Gib aus dem Interviewauszug über Inhaltsmoderation den Abschnitt von „Riesewieck: Wir wollen“ bis „damit zugeballert werden?“ wortgetreu wieder.

Seitenauszug
──────

Riesewieck: Wir wollen das Publikum ja nicht malträtieren. Wir zeigen ganz oft den Blick der Moderatoren auf den Schrecken, ohne ihn selbst ins Bild zu rücken. Wir fanden allerdings, dass man irgendwann auch zeigen muss, worum es da überhaupt geht.

Block: Letztlich ist das auch eine politische Frage: Was haben wir als Westler für ein Recht, von diesen Bildern unberührt zu bleiben, während die Leute auf den Philippinen ohne jede psychologische Unterstützung damit zugeballert werden?

STANDARD: Was passiert mit Texten? Texte auf Deutsch etwa können doch nicht auf den Philippinen beurteilt werden.

──────

Bereitgestellte Angaben
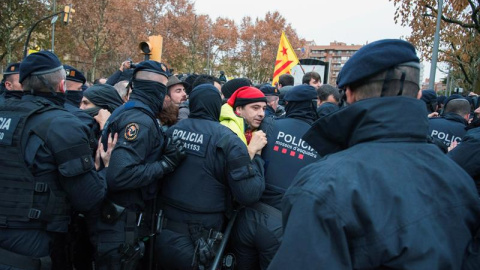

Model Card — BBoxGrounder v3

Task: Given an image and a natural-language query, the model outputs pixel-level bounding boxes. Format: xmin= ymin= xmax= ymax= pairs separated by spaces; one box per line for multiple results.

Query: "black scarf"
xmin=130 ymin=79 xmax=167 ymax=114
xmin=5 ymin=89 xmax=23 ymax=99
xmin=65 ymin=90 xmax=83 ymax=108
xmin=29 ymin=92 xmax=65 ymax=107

──────

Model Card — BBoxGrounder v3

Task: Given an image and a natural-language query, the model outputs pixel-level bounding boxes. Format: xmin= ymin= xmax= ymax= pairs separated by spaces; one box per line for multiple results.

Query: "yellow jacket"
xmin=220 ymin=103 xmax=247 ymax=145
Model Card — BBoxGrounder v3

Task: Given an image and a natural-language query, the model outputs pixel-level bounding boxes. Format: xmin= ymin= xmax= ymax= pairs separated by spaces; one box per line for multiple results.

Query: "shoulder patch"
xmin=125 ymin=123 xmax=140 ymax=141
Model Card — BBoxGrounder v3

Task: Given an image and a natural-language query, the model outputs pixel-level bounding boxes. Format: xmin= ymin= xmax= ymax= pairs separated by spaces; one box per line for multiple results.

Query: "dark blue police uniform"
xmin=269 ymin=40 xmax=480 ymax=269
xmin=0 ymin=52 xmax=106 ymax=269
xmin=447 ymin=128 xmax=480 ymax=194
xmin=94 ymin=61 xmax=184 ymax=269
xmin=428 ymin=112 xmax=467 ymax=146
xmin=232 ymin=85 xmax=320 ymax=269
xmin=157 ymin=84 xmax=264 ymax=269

──────

Ergebnis
Riesewieck: Wir wollen das Publikum ja nicht malträtieren. Wir zeigen ganz oft den Blick der Moderatoren auf den Schrecken, ohne ihn selbst ins Bild zu rücken. Wir fanden allerdings, dass man irgendwann auch zeigen muss, worum es da überhaupt geht.

Block: Letztlich ist das auch eine politische Frage: Was haben wir als Westler für ein Recht, von diesen Bildern unberührt zu bleiben, während die Leute auf den Philippinen ohne jede psychologische Unterstützung damit zugeballert werden?